[Data items]
- Opening Delimiter -
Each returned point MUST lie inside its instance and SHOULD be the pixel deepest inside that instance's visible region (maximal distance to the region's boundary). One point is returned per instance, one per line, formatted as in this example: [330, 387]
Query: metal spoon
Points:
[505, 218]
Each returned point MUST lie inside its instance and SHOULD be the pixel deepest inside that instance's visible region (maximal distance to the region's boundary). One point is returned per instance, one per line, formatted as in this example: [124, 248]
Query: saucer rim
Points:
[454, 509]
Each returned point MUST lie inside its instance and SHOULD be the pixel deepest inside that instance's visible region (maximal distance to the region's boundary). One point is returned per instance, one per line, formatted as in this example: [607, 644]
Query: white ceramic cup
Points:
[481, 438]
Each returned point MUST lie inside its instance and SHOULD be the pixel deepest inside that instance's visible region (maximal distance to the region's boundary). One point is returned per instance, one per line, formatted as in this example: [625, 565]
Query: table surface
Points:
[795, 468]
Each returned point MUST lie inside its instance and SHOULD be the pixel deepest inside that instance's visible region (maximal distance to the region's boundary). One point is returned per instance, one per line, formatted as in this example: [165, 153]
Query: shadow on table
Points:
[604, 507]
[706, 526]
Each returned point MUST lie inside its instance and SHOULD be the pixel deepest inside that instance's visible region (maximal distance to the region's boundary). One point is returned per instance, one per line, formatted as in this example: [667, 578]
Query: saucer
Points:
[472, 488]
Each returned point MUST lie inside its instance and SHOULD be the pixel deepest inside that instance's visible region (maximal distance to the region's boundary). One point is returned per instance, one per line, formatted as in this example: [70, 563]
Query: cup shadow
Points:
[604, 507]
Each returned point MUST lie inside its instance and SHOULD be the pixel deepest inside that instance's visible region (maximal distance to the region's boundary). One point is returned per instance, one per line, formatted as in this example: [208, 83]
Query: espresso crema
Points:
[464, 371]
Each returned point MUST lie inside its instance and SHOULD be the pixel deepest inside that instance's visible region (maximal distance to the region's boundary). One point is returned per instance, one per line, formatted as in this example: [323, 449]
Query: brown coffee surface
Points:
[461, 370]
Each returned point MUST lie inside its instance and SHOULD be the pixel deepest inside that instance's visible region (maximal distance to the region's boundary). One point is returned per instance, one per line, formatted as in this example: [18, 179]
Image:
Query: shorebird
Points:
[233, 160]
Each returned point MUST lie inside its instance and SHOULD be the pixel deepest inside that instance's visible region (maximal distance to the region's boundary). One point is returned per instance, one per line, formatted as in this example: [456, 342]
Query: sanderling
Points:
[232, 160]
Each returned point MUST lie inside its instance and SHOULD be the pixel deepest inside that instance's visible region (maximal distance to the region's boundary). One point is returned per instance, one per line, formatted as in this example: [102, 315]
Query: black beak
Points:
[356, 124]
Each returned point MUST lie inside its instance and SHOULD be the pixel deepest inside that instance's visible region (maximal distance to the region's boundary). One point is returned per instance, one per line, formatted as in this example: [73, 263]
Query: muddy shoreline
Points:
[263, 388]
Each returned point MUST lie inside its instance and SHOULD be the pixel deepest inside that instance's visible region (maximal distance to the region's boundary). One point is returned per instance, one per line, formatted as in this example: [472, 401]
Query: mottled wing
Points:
- Closing Delimiter -
What to work on | Only lines with the word "table" are needed. Copy them from the preceding records.

Written response |
Query: table surface
Query: shadow on table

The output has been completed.